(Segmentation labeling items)
-- start --
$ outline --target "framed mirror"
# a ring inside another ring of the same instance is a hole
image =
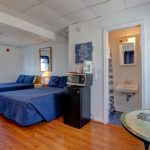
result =
[[[136,50],[135,37],[121,40],[120,43],[120,65],[135,65]]]
[[[52,47],[39,49],[40,71],[52,71]]]

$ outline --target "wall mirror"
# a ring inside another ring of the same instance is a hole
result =
[[[52,47],[39,49],[40,54],[40,71],[52,71]]]
[[[120,65],[135,65],[135,37],[120,40]]]

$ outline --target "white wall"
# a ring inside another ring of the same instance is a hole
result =
[[[123,38],[135,37],[135,65],[120,65],[120,40]],[[113,81],[114,81],[114,102],[115,109],[120,112],[126,112],[142,107],[141,96],[141,48],[140,48],[140,27],[127,28],[109,32],[109,47],[112,56]],[[138,91],[129,101],[126,95],[115,90],[119,83],[125,80],[131,81],[138,86]]]
[[[40,72],[39,49],[52,47],[52,75],[66,75],[68,72],[68,44],[44,43],[22,48],[22,73],[42,75]]]
[[[143,46],[145,47],[145,52],[143,53],[143,78],[145,80],[144,84],[144,101],[143,105],[145,108],[150,108],[150,4],[143,5],[136,8],[130,8],[120,13],[112,13],[108,16],[97,18],[93,21],[71,25],[69,27],[69,70],[76,68],[74,64],[74,44],[91,41],[94,44],[95,51],[95,64],[97,70],[97,81],[93,83],[92,86],[92,114],[95,120],[104,121],[104,71],[103,71],[103,29],[117,26],[129,22],[134,22],[138,20],[144,21],[145,26],[145,40]],[[82,27],[82,32],[77,32],[77,27]]]
[[[6,52],[6,48],[10,52]],[[0,45],[0,83],[16,81],[21,73],[21,59],[20,49]]]

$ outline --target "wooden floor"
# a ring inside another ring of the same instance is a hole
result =
[[[82,129],[49,123],[20,127],[0,116],[0,150],[144,150],[143,143],[122,127],[88,123]]]

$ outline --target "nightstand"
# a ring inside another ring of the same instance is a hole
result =
[[[36,83],[36,84],[34,84],[34,88],[41,88],[41,87],[43,87],[42,83]]]

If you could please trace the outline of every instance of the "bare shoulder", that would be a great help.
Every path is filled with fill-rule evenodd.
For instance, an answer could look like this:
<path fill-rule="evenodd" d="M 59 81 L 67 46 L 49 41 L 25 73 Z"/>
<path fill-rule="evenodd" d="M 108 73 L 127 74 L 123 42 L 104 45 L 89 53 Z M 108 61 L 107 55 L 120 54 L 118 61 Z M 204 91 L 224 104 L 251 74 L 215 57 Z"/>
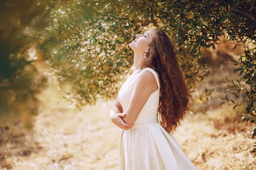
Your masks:
<path fill-rule="evenodd" d="M 152 89 L 157 87 L 157 83 L 153 73 L 150 71 L 143 71 L 138 78 L 138 83 L 141 85 L 150 86 Z"/>

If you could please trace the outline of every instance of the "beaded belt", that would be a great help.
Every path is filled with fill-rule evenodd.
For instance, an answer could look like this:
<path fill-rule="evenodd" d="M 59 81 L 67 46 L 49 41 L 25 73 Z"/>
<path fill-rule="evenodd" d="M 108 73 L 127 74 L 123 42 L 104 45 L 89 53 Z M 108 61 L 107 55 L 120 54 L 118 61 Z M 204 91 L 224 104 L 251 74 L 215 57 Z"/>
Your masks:
<path fill-rule="evenodd" d="M 155 117 L 148 120 L 136 121 L 134 122 L 134 126 L 131 128 L 133 129 L 134 128 L 146 126 L 148 125 L 155 124 L 156 123 L 157 123 L 157 118 L 156 117 Z"/>

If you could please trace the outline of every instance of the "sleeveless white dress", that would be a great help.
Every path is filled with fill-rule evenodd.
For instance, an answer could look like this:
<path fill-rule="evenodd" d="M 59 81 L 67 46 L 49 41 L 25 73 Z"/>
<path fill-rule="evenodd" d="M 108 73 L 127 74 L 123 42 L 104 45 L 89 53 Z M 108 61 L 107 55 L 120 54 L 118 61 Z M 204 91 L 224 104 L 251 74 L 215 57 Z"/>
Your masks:
<path fill-rule="evenodd" d="M 118 99 L 124 112 L 129 104 L 136 81 L 141 73 L 150 71 L 158 88 L 151 94 L 140 113 L 134 126 L 124 130 L 119 141 L 120 170 L 198 170 L 173 136 L 160 124 L 157 116 L 160 92 L 158 75 L 147 68 L 131 75 L 122 85 Z"/>

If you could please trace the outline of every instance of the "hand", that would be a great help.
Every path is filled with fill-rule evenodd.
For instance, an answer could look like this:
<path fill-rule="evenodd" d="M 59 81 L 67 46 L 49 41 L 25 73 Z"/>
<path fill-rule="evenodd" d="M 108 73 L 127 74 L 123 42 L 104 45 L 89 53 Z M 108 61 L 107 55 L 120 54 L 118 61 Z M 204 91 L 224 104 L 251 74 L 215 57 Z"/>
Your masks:
<path fill-rule="evenodd" d="M 125 130 L 128 130 L 133 127 L 134 124 L 127 124 L 124 121 L 121 117 L 124 117 L 126 115 L 126 114 L 124 113 L 117 113 L 111 118 L 111 121 L 113 123 L 121 129 L 124 129 L 124 128 Z"/>

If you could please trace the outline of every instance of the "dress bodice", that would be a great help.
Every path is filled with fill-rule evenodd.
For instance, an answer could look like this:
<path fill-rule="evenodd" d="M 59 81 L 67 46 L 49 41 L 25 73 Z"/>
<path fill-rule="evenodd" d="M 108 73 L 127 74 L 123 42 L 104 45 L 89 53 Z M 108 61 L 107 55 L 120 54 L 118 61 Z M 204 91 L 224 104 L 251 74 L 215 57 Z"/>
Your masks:
<path fill-rule="evenodd" d="M 154 75 L 157 84 L 158 88 L 150 95 L 139 113 L 136 121 L 148 120 L 156 117 L 157 116 L 159 104 L 160 88 L 159 75 L 152 68 L 148 67 L 138 73 L 130 75 L 121 86 L 117 95 L 118 100 L 122 106 L 123 111 L 125 112 L 129 105 L 132 93 L 137 79 L 142 72 L 147 71 L 150 71 Z"/>

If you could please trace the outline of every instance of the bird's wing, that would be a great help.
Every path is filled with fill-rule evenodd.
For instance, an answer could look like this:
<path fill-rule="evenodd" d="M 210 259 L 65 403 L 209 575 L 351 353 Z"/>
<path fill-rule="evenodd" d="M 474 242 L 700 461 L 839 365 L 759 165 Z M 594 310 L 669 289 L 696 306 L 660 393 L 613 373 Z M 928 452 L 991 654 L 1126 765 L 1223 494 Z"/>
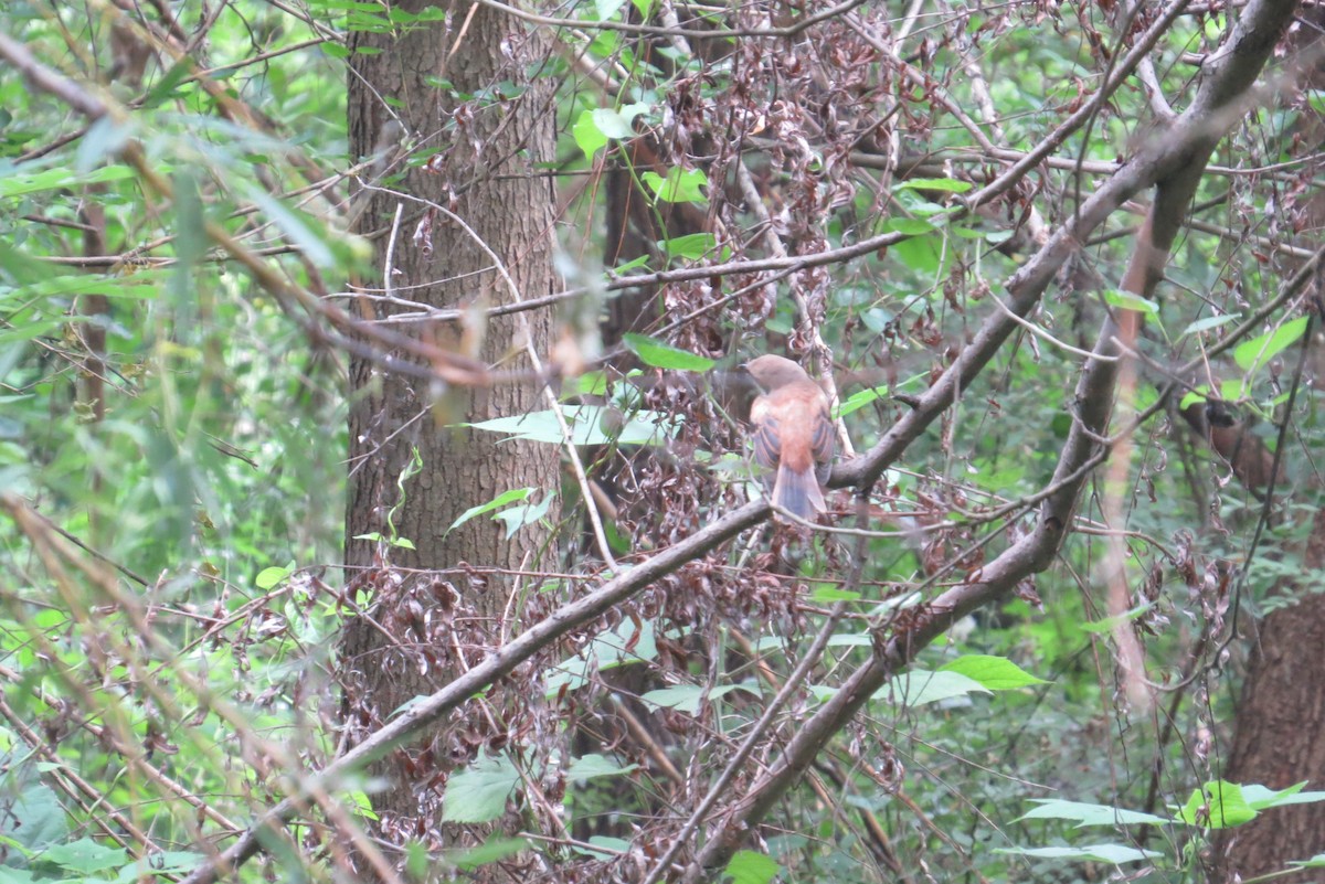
-- end --
• DIRECTIONS
Can you write out every item above word for word, leaving out the pictures?

• EXERCISE RESULT
$ outline --target "framed mirror"
# a ring inside another ring of the same instance is a hole
image =
result =
[[[136,50],[135,37],[121,40],[120,43],[120,65],[135,65]]]
[[[52,47],[39,49],[40,71],[52,71]]]

$ outline --target "wall mirror"
# a ring inside another ring of the same instance is a hole
result =
[[[52,47],[39,49],[40,54],[40,71],[52,71]]]
[[[120,65],[135,65],[135,37],[120,40]]]

$ outline --target "white wall"
# a ring inside another ring of the same instance is a hole
result =
[[[123,38],[135,37],[135,65],[120,65],[120,40]],[[113,81],[114,81],[114,102],[115,109],[120,112],[126,112],[142,107],[141,96],[141,48],[140,48],[140,27],[127,28],[109,32],[109,47],[112,56]],[[138,91],[129,101],[126,95],[115,90],[119,83],[125,80],[131,81],[138,86]]]
[[[40,72],[39,49],[52,47],[52,75],[66,75],[68,72],[68,44],[44,43],[22,48],[22,73],[42,75]]]
[[[143,46],[145,47],[145,52],[143,53],[143,78],[145,80],[144,84],[144,101],[143,105],[145,108],[150,108],[150,4],[143,5],[136,8],[130,8],[120,13],[112,13],[108,16],[97,18],[93,21],[71,25],[69,27],[69,70],[76,68],[74,64],[74,44],[91,41],[94,44],[95,51],[95,64],[97,70],[97,81],[93,83],[92,86],[92,114],[95,120],[104,121],[104,71],[103,71],[103,29],[117,26],[129,22],[134,22],[138,20],[144,21],[145,26],[145,40]],[[82,27],[82,32],[77,32],[77,27]]]
[[[6,52],[6,48],[10,52]],[[0,45],[0,83],[16,81],[21,73],[21,59],[20,49]]]

$ outline --target "wooden floor"
# a ring inside another ring of the same instance is a hole
result =
[[[82,129],[49,123],[20,127],[0,116],[0,150],[144,150],[143,143],[122,127],[88,123]]]

$ outline --target "nightstand"
# a ring inside another ring of the same instance is a hole
result =
[[[36,83],[36,84],[34,84],[34,88],[41,88],[41,87],[43,87],[42,83]]]

If you could please trace the outline of every instance of the "bare shoulder", that would be a great help.
Every path is filled with fill-rule evenodd.
For instance, an answer could look like this:
<path fill-rule="evenodd" d="M 59 81 L 67 46 L 49 41 L 25 73 Z"/>
<path fill-rule="evenodd" d="M 108 73 L 127 74 L 123 42 L 104 45 L 89 53 Z M 108 61 L 107 55 L 120 54 L 118 61 Z M 204 91 L 224 104 L 251 74 L 215 57 Z"/>
Your masks:
<path fill-rule="evenodd" d="M 152 89 L 157 87 L 157 83 L 153 73 L 150 71 L 143 71 L 138 78 L 138 83 L 141 85 L 150 86 Z"/>

If you could please trace the outline of every instance of the "beaded belt", that would be a great help.
Every path is filled with fill-rule evenodd.
For instance, an answer could look like this:
<path fill-rule="evenodd" d="M 59 81 L 67 46 L 49 41 L 25 73 Z"/>
<path fill-rule="evenodd" d="M 108 73 L 127 74 L 123 42 L 104 45 L 89 53 Z M 108 61 L 107 55 L 120 54 L 118 61 Z M 204 91 L 224 104 L 251 74 L 215 57 Z"/>
Your masks:
<path fill-rule="evenodd" d="M 155 117 L 148 120 L 136 121 L 134 122 L 134 126 L 131 128 L 133 129 L 134 128 L 146 126 L 148 125 L 155 124 L 156 123 L 157 123 L 157 118 L 156 117 Z"/>

If you could please trace the outline of every instance of the "sleeveless white dress", that would be a great help.
Every path is filled with fill-rule evenodd.
For instance, an answer could look like this:
<path fill-rule="evenodd" d="M 59 81 L 67 46 L 49 41 L 25 73 Z"/>
<path fill-rule="evenodd" d="M 108 73 L 127 74 L 123 42 L 104 45 L 89 53 Z M 108 61 L 107 55 L 120 54 L 118 61 Z M 204 91 L 224 104 L 251 74 L 215 57 Z"/>
Your masks:
<path fill-rule="evenodd" d="M 118 99 L 124 112 L 129 104 L 136 81 L 141 73 L 150 71 L 158 88 L 151 94 L 140 113 L 134 126 L 124 130 L 119 141 L 120 170 L 198 170 L 173 136 L 160 124 L 157 116 L 160 92 L 158 75 L 147 68 L 131 75 L 122 85 Z"/>

If you could please trace the outline of every instance of the "hand", that would be a great help.
Every path is filled with fill-rule evenodd.
For instance, an answer could look like this:
<path fill-rule="evenodd" d="M 59 81 L 67 46 L 49 41 L 25 73 Z"/>
<path fill-rule="evenodd" d="M 108 73 L 127 74 L 123 42 L 104 45 L 89 53 Z M 108 61 L 107 55 L 120 54 L 118 61 Z M 204 91 L 224 104 L 251 74 L 215 57 Z"/>
Your masks:
<path fill-rule="evenodd" d="M 125 130 L 128 130 L 133 127 L 134 124 L 127 124 L 124 121 L 121 117 L 124 117 L 126 115 L 126 114 L 124 113 L 117 113 L 111 118 L 111 121 L 113 123 L 121 129 L 124 129 L 124 128 Z"/>

If you could please trace the outline of every instance of the "dress bodice", that would be a great help.
Every path is filled with fill-rule evenodd.
For instance, an answer could look like this:
<path fill-rule="evenodd" d="M 59 81 L 67 46 L 49 41 L 25 73 Z"/>
<path fill-rule="evenodd" d="M 108 73 L 127 74 L 123 42 L 104 45 L 89 53 Z M 108 61 L 107 55 L 120 54 L 118 61 Z M 204 91 L 224 104 L 251 74 L 215 57 Z"/>
Your masks:
<path fill-rule="evenodd" d="M 154 75 L 157 84 L 158 88 L 150 95 L 139 113 L 136 121 L 148 120 L 156 117 L 157 116 L 159 104 L 160 88 L 159 75 L 152 68 L 148 67 L 138 73 L 130 75 L 121 86 L 117 95 L 118 100 L 122 106 L 123 111 L 125 112 L 129 105 L 132 93 L 137 79 L 142 72 L 147 71 L 150 71 Z"/>

If you could please trace the outline of every instance of the bird's wing, that would be a great help.
Every path is filled with fill-rule evenodd.
For instance, an answer could look like this:
<path fill-rule="evenodd" d="M 210 259 L 65 403 L 209 575 L 351 353 Z"/>
<path fill-rule="evenodd" d="M 474 242 L 700 461 L 839 365 L 759 165 Z M 594 310 L 669 289 L 696 306 L 660 393 L 613 373 Z M 928 452 L 991 654 L 1126 765 L 1223 494 Z"/>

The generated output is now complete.